BRIEF
The required result is the exact run of lines beginning at the one containing "sprout shown in the photo above." and ending at the last line of the entries.

PROVIDED INFORMATION

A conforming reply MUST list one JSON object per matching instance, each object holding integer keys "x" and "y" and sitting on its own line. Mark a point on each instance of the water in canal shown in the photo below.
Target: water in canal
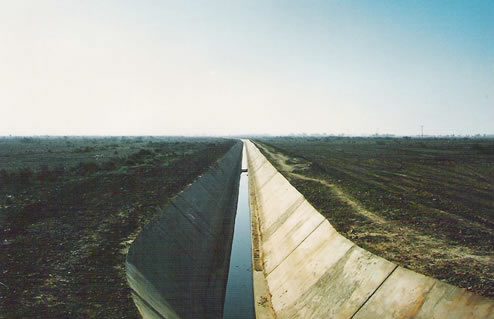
{"x": 239, "y": 300}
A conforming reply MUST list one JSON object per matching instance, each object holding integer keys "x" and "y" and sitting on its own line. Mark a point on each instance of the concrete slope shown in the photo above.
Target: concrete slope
{"x": 178, "y": 265}
{"x": 311, "y": 271}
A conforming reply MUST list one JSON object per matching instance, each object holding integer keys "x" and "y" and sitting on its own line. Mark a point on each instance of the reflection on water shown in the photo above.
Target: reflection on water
{"x": 239, "y": 301}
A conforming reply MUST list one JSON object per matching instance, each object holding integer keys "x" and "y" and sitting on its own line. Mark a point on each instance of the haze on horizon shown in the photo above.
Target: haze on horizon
{"x": 243, "y": 67}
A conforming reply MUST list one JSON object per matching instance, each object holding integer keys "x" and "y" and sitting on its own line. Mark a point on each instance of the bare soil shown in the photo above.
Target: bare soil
{"x": 433, "y": 218}
{"x": 69, "y": 209}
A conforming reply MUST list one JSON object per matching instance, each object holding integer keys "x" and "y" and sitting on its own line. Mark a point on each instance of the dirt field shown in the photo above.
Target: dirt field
{"x": 426, "y": 204}
{"x": 69, "y": 209}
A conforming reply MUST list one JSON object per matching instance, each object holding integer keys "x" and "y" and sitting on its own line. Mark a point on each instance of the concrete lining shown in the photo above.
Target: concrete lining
{"x": 311, "y": 271}
{"x": 178, "y": 265}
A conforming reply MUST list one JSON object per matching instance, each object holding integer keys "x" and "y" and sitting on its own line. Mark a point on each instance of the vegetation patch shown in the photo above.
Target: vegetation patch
{"x": 426, "y": 204}
{"x": 69, "y": 209}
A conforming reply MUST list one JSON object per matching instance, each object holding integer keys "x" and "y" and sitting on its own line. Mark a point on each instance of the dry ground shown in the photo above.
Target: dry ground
{"x": 413, "y": 231}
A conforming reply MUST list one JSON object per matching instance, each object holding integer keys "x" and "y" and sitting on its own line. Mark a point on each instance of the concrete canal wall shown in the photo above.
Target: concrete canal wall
{"x": 303, "y": 268}
{"x": 177, "y": 266}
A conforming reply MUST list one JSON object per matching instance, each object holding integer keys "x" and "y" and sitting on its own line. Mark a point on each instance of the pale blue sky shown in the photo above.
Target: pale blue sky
{"x": 232, "y": 67}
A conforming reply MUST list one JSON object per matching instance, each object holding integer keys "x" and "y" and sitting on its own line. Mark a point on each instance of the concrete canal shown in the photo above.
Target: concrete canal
{"x": 239, "y": 301}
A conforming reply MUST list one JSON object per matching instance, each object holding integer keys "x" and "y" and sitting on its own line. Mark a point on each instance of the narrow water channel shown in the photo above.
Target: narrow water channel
{"x": 239, "y": 300}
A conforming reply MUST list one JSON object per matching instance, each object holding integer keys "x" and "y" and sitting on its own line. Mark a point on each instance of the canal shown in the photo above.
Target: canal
{"x": 239, "y": 300}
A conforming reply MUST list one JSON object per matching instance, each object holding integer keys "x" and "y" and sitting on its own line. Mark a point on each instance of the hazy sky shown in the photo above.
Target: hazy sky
{"x": 156, "y": 67}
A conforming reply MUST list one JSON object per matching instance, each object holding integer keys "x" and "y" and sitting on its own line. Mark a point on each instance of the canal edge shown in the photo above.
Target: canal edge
{"x": 262, "y": 296}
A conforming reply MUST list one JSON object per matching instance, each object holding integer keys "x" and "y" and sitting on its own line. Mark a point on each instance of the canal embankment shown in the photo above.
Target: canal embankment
{"x": 178, "y": 265}
{"x": 303, "y": 268}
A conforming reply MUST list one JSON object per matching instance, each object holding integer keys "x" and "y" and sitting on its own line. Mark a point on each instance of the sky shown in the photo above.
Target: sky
{"x": 157, "y": 67}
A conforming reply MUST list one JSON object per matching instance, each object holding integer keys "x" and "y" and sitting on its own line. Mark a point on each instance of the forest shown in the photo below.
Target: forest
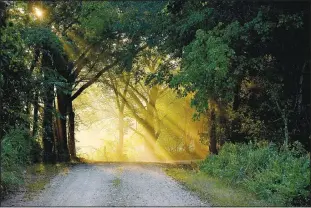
{"x": 222, "y": 81}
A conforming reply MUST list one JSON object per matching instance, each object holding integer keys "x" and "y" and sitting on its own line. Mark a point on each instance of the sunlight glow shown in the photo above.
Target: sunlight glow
{"x": 38, "y": 12}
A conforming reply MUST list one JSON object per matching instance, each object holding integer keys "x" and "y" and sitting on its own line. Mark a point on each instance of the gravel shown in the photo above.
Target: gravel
{"x": 112, "y": 185}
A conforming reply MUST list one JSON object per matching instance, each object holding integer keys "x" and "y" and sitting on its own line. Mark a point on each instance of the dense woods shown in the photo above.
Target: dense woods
{"x": 236, "y": 72}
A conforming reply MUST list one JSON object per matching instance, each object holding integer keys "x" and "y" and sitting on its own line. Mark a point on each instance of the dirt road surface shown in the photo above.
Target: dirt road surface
{"x": 111, "y": 185}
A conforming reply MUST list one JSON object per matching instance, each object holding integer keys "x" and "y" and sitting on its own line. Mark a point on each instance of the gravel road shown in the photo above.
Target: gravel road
{"x": 112, "y": 185}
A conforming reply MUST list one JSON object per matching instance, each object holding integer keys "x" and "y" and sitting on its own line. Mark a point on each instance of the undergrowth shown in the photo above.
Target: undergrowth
{"x": 279, "y": 175}
{"x": 18, "y": 149}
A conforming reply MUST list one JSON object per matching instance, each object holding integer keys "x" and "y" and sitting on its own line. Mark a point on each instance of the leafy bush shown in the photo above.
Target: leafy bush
{"x": 281, "y": 176}
{"x": 17, "y": 150}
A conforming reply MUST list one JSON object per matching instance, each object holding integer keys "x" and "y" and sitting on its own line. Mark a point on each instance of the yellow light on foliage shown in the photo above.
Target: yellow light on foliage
{"x": 38, "y": 12}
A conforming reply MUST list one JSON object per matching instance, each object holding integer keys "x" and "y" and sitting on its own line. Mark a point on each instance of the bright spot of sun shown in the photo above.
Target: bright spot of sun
{"x": 38, "y": 12}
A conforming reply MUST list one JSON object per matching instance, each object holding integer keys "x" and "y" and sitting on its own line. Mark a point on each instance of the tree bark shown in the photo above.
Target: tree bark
{"x": 47, "y": 126}
{"x": 62, "y": 147}
{"x": 213, "y": 141}
{"x": 71, "y": 139}
{"x": 121, "y": 132}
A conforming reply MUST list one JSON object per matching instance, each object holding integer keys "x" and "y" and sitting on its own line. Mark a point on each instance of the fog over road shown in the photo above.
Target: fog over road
{"x": 112, "y": 185}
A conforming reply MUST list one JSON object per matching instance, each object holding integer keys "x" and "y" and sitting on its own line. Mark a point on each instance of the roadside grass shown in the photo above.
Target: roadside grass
{"x": 37, "y": 176}
{"x": 213, "y": 190}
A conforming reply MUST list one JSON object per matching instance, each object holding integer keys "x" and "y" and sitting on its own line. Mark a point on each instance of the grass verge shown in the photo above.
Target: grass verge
{"x": 37, "y": 176}
{"x": 214, "y": 191}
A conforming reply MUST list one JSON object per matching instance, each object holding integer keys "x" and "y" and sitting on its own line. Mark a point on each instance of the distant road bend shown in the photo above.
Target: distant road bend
{"x": 112, "y": 184}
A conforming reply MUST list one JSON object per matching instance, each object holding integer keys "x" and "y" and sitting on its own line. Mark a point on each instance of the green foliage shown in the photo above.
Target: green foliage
{"x": 279, "y": 176}
{"x": 215, "y": 191}
{"x": 205, "y": 68}
{"x": 17, "y": 150}
{"x": 42, "y": 37}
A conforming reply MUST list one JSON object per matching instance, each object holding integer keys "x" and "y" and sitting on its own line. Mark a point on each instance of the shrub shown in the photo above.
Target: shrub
{"x": 280, "y": 176}
{"x": 17, "y": 150}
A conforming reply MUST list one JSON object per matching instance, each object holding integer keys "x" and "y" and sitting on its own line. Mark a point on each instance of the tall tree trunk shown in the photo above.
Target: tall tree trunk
{"x": 47, "y": 125}
{"x": 71, "y": 139}
{"x": 3, "y": 17}
{"x": 235, "y": 123}
{"x": 35, "y": 114}
{"x": 121, "y": 132}
{"x": 213, "y": 141}
{"x": 62, "y": 147}
{"x": 150, "y": 118}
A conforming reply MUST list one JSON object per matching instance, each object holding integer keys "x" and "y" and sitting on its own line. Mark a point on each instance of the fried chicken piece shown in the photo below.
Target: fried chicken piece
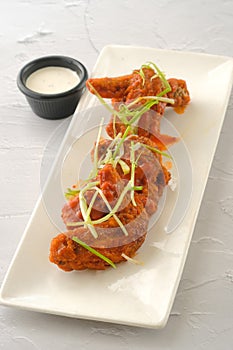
{"x": 129, "y": 87}
{"x": 148, "y": 126}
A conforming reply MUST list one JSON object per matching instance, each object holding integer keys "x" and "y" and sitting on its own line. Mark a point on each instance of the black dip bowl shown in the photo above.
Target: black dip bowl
{"x": 53, "y": 106}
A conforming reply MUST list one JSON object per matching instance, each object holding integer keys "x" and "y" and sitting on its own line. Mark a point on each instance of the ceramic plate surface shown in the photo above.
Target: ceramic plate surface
{"x": 131, "y": 294}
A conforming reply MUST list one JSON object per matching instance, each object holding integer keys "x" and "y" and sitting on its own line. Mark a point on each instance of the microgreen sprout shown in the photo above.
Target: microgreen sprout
{"x": 159, "y": 73}
{"x": 156, "y": 150}
{"x": 93, "y": 251}
{"x": 71, "y": 193}
{"x": 133, "y": 167}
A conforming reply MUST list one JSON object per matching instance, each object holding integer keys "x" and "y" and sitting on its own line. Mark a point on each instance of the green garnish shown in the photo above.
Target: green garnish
{"x": 85, "y": 210}
{"x": 159, "y": 74}
{"x": 133, "y": 166}
{"x": 93, "y": 251}
{"x": 95, "y": 166}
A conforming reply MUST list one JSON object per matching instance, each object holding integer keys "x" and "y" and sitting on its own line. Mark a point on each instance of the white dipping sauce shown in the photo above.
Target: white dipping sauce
{"x": 52, "y": 80}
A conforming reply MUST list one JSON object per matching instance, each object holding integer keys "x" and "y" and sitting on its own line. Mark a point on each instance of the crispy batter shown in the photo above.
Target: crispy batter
{"x": 127, "y": 88}
{"x": 150, "y": 174}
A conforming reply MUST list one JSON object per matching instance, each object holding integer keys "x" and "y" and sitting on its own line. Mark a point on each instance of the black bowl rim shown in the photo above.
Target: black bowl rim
{"x": 64, "y": 61}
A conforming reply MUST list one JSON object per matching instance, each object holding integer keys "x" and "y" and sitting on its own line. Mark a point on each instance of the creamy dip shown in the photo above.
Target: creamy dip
{"x": 52, "y": 80}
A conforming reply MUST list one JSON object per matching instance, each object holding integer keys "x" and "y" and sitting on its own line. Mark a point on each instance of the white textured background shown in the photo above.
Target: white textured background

ANSWER TO THE TASK
A conforming reply MUST list one JSON object per matching instance, each object holding integer keys "x" and "y" and sitting on its own line. Mark a point on each instance of the microgreen sprout shown in the photo above.
Target: microgreen sprout
{"x": 159, "y": 73}
{"x": 156, "y": 150}
{"x": 93, "y": 251}
{"x": 71, "y": 193}
{"x": 133, "y": 167}
A conforming reply MUST list one JSON object per matching instance, each object holding integer keys "x" and "y" and sitting on its own line. Mark a point on each instance of the green garnish shown in the photo above.
Target: green garnish
{"x": 85, "y": 210}
{"x": 159, "y": 74}
{"x": 133, "y": 166}
{"x": 93, "y": 251}
{"x": 95, "y": 166}
A conforming reply MUST list one JSON object per matching instance, each object holding integer keys "x" and "y" and sitting on its own line. Mark a point on each instance of the white dipping sauce shown in the photo above.
Target: white dipping sauce
{"x": 52, "y": 80}
A conforming reply MUST list one JSON object per matching instance, each object holding integer keys "x" and "y" and sitting on its own line. Mark a point on each instance of the crispy batter shown in the photo above.
Target: crispy batter
{"x": 127, "y": 88}
{"x": 150, "y": 174}
A conforming reply MUST list one JSON object per matching instance, each object holding integer keys "x" and "y" and sitting on its own line. Mark a point on each instance of the black bowl rim shown in the photo above.
Target: black bowl rim
{"x": 64, "y": 61}
A conforming reply MUST list one JSON object per matching instance, each object holding integer keys "x" and "y" and sitting on its own line. Mark a point on each instance of the creamy dip shown in the photo above.
Target: creamy dip
{"x": 52, "y": 80}
A conforming reply MUST list one JSON object per matching instance, each object holding integer keys "x" and "y" and sitting on its own line. Mark a point on each instance of the white textured background shown in the photo above.
Target: white textured background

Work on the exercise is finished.